Exercise A: Reproduce the text of the comments on drones and treason between "Please note that" and "eviscerate the constitution.", inclusive.
Exercise B: Continue the comments on drones and treason from the point where they stop.

Passage provided:
>>

I believe it's only due to lack of equipment that they haven't sent a drone after Dorner. Give it time.
Of course, the innocent hiker or hunter that accidentally gets Hellfire'd will be collateral damage. If they didn't want to die, they shouldn't have been out in the same wilderness as a wanted criminal, right?
Perp laying on his stomach, hands cuffed behind his back with a cop sitting on his back... Bam! Dead. (I got nothing.)
An American citizen committing an act of war against America is treason. And the Constitution prescribes precisely how treason is to be handled. Article III, Section 3.1:
"Treason against the United States, shall consist only in levying war against them, or in adhering to their enemies, giving them aid and comfort. No person shall be convicted of treason unless on the testimony of two witnesses to the same overt act, or on confession in open court."
Article III, Section 3.2: "The Congress shall have the power to declare the punishment for treason..."
Please note that Article III is the Judiciary article, not the executive.
Seems pretty clear how American "terrorist" are to be handled even if one accepts that the War on Terror is an actual war.
I am new here as of a few minutes ago. It had been suggested that I would find superior intellect on this blog as opposed to the great unwashed and uneducated partisan swill found at most other wastes of pixels on the web.
I think I've been mislead from what I read here. Memories very short on all of these policies. Policies that were created in response to the war on terror also created for two very profitable and imperialist wars and deliberately to eviscerate the constitution.

<<

Information:
>>

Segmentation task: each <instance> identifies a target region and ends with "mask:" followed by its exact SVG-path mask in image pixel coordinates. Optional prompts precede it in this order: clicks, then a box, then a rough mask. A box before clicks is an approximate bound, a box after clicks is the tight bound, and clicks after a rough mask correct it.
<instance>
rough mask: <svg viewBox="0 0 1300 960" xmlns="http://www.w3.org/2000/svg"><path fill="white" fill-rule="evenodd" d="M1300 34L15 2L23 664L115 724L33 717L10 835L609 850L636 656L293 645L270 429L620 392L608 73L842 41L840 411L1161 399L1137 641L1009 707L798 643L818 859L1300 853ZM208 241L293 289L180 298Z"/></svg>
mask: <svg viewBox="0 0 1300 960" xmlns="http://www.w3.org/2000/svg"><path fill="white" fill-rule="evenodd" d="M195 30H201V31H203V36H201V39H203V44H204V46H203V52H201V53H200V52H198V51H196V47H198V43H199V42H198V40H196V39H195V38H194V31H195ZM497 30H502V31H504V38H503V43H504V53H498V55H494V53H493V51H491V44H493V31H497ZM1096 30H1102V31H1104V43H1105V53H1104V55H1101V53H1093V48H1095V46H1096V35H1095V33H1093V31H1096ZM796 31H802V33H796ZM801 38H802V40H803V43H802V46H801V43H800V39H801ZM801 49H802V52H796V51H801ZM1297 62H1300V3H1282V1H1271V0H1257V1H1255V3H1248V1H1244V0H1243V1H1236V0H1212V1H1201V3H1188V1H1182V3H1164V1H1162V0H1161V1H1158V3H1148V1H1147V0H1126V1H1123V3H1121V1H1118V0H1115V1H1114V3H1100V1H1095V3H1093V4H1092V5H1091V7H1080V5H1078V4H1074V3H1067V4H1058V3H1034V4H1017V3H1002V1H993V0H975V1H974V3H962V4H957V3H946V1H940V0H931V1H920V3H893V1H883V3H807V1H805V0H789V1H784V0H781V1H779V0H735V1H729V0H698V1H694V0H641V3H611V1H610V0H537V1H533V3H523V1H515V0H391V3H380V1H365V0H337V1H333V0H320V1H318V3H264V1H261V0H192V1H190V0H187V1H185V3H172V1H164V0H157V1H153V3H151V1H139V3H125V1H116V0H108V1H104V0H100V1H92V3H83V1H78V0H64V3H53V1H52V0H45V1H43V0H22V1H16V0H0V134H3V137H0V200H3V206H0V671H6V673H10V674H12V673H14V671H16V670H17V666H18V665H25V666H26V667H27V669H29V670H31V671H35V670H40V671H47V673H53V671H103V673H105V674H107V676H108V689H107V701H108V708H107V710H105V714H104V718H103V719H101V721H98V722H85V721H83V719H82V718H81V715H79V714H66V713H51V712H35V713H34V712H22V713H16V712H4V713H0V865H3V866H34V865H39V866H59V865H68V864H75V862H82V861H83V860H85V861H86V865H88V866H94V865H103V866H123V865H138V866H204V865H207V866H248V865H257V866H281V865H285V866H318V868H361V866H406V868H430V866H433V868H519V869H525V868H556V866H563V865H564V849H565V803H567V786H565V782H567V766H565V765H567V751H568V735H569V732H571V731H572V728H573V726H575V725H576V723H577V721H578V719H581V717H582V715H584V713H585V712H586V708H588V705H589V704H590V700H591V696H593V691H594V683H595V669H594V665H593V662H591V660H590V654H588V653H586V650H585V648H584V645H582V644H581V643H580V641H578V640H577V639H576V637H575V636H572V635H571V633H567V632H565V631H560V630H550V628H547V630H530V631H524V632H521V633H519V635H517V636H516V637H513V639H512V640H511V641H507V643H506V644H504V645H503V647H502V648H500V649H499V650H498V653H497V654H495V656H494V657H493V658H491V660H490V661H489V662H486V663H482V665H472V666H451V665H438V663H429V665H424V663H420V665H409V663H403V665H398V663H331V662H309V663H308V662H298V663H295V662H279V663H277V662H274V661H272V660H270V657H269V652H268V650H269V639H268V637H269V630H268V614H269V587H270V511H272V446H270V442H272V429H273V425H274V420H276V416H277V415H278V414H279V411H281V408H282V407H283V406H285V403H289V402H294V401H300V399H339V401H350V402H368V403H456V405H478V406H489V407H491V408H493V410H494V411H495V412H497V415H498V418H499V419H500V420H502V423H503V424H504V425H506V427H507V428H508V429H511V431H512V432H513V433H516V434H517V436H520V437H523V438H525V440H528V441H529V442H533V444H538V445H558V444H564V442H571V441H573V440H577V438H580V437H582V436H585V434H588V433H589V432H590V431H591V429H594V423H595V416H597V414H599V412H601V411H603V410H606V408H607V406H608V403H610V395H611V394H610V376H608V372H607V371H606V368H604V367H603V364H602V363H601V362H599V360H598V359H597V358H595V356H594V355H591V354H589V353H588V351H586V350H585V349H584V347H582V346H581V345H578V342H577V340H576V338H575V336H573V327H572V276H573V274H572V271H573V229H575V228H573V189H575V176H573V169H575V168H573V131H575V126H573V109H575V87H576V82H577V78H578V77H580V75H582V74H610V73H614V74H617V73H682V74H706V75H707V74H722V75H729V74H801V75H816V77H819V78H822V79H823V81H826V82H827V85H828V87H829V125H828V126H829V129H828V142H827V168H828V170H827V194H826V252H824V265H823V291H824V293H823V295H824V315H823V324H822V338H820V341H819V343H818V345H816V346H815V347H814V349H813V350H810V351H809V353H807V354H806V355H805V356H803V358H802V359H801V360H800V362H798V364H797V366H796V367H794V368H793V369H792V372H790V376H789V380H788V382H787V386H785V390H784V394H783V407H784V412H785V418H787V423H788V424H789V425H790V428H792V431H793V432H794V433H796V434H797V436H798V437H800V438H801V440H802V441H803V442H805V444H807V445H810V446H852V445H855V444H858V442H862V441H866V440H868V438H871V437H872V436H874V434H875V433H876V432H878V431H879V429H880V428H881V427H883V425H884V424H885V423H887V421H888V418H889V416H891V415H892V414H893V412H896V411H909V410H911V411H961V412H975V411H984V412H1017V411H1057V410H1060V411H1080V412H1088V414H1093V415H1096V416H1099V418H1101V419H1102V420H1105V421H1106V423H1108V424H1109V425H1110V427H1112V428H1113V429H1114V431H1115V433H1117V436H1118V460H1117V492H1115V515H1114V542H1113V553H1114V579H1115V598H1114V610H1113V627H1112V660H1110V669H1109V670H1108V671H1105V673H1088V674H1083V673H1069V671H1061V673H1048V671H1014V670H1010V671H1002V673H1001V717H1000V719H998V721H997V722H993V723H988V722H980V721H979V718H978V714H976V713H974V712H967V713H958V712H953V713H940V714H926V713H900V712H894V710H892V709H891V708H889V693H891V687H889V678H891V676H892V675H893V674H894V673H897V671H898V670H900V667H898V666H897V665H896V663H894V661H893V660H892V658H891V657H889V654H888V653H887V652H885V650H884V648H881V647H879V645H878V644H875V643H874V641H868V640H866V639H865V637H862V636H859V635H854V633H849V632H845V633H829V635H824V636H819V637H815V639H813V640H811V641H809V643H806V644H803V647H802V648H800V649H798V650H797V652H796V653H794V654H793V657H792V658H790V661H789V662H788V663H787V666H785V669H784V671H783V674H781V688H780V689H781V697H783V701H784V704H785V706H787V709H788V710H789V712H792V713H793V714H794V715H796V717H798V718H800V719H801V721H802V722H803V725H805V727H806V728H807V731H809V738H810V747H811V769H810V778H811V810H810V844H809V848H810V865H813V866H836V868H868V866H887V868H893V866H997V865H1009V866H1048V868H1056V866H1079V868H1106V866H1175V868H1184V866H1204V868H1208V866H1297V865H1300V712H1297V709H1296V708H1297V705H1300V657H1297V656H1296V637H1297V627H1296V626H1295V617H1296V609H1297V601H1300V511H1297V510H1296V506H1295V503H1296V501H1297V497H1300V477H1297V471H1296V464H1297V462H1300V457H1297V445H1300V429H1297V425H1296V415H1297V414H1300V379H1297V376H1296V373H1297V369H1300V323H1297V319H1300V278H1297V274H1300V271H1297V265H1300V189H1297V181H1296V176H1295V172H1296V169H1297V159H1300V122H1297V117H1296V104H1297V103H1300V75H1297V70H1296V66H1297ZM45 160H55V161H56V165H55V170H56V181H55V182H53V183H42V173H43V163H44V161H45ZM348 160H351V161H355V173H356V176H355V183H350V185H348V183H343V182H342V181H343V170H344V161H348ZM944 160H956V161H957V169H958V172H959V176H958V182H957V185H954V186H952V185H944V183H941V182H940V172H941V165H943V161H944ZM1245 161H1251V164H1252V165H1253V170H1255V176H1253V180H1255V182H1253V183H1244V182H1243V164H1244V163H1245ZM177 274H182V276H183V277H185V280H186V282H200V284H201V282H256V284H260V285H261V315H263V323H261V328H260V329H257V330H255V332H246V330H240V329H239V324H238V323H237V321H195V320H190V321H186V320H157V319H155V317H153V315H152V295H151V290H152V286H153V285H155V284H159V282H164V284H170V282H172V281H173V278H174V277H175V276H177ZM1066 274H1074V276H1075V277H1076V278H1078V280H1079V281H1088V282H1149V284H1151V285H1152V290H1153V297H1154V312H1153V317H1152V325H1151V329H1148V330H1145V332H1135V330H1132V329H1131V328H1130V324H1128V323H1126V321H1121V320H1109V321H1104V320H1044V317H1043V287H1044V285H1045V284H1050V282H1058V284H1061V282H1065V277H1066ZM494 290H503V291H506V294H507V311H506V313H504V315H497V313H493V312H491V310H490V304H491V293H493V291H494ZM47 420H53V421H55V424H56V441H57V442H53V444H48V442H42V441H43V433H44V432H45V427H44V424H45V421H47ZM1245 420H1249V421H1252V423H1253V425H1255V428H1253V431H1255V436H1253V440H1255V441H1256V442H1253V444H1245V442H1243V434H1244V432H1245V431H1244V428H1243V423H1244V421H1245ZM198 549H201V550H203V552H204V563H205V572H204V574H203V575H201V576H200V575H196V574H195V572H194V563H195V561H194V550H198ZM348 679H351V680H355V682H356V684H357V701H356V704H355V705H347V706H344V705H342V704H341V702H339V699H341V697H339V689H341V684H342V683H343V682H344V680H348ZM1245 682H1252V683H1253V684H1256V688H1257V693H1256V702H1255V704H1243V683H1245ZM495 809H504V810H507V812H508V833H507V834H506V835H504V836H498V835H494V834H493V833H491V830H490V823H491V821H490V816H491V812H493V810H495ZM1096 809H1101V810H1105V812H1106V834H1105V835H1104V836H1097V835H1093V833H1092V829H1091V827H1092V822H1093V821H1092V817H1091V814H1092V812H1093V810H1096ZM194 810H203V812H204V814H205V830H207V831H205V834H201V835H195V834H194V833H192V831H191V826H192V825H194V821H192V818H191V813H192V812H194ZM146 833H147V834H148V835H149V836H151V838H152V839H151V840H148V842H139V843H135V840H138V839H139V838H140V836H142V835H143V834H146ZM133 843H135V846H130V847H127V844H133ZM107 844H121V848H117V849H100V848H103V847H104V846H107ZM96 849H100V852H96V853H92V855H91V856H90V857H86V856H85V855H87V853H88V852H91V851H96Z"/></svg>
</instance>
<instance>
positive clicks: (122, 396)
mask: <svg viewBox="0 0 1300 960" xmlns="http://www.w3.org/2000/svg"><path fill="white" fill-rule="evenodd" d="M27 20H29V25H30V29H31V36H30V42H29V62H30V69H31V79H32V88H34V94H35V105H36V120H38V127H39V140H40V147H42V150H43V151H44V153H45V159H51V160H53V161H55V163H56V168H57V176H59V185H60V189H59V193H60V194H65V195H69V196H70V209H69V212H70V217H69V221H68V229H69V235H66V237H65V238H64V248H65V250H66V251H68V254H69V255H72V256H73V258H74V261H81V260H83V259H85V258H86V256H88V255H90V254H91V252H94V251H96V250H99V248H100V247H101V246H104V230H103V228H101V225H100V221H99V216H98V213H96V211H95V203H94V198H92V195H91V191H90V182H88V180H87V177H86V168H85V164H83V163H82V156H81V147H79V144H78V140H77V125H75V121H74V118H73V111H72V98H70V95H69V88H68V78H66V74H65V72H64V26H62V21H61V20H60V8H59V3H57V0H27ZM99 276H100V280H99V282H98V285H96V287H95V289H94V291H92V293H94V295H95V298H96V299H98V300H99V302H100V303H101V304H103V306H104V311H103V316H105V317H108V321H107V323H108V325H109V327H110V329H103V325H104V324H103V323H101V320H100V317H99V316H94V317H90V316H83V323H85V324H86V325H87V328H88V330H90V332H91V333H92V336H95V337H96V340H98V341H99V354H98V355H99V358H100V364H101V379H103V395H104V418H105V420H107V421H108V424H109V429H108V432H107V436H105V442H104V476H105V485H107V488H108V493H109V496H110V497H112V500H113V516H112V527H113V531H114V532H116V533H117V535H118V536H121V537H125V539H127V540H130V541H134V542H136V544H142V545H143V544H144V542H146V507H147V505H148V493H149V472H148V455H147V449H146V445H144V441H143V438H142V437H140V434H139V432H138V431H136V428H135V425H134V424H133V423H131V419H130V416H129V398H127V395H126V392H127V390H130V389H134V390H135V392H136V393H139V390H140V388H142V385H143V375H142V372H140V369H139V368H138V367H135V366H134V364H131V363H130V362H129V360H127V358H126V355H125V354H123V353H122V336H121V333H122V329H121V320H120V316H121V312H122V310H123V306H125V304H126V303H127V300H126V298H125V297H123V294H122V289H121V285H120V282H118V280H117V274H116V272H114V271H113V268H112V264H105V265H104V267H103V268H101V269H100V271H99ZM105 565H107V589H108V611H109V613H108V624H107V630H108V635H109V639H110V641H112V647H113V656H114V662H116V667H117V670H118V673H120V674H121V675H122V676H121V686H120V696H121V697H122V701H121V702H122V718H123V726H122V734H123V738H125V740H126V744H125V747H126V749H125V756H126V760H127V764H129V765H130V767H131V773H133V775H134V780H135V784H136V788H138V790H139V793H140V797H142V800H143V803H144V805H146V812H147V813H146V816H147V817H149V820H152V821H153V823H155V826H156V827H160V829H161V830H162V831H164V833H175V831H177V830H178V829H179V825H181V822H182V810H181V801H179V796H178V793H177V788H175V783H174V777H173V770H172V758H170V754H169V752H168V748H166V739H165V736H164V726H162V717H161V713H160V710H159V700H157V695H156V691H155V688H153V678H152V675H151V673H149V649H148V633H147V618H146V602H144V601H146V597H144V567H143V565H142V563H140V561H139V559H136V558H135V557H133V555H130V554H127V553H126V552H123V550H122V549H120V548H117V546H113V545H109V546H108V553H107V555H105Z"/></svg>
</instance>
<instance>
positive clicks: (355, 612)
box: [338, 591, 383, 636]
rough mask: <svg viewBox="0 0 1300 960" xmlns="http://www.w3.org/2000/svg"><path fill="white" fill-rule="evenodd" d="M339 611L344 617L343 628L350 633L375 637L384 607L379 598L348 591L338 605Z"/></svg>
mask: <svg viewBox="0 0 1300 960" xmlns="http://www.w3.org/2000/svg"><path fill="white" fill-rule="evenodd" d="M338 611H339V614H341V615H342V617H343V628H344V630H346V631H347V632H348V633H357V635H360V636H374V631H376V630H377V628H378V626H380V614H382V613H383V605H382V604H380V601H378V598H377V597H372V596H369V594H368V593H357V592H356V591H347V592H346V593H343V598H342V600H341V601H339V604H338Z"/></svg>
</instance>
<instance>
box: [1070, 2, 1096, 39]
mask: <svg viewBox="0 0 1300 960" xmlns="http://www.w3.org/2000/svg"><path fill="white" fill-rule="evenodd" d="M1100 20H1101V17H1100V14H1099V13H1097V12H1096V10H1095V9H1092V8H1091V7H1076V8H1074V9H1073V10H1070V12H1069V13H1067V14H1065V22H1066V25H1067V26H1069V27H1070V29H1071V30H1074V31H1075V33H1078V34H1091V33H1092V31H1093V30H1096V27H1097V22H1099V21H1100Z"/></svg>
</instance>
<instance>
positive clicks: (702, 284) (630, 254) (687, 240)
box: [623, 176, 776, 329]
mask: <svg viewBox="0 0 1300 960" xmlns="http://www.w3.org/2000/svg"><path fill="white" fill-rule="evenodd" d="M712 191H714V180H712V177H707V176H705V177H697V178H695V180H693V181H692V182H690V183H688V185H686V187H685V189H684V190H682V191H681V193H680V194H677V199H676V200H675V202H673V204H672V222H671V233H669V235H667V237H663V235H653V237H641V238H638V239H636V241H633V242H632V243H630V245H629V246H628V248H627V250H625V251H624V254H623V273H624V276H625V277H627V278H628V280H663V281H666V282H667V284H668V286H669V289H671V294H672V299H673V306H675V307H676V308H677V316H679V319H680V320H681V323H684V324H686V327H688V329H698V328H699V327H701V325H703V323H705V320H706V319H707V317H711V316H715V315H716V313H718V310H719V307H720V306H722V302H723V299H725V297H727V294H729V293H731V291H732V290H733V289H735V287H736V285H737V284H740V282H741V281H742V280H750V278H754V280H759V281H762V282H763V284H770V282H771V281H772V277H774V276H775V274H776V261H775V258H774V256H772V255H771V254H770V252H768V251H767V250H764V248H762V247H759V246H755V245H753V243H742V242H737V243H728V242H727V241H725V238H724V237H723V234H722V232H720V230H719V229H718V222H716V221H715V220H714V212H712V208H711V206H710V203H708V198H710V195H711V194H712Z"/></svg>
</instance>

<<

Output A:
Please note that Article III is the Judiciary article, not the executive.
Seems pretty clear how American "terrorist" are to be handled even if one accepts that the War on Terror is an actual war.
I am new here as of a few minutes ago. It had been suggested that I would find superior intellect on this blog as opposed to the great unwashed and uneducated partisan swill found at most other wastes of pixels on the web.
I think I've been mislead from what I read here. Memories very short on all of these policies. Policies that were created in response to the war on terror also created for two very profitable and imperialist wars and deliberately to eviscerate the constitution.

Output B:
Presidents are puppets and do what they need to do...to stay alive. It is as simple as that. Americans are easy would be Nazis, otherwise fish living in water and don't know it.
Answer al-Awlaki was not killed as punishment. He was killed so as to remove a key figure in the al-Qaida terrorist organization. Awlaki was involved in a defacto war against the United States, was identified and located, and was killed. That he happened to be American is of no consequence. If you engage in war against the United States, then you are a legitimate target. Neither the constitution nor international law prohibits the killing of an enemy in war.
The original meaning of the constitution with regard to war, was that the president is the commander in chief and the congress is the procurement authority for the military.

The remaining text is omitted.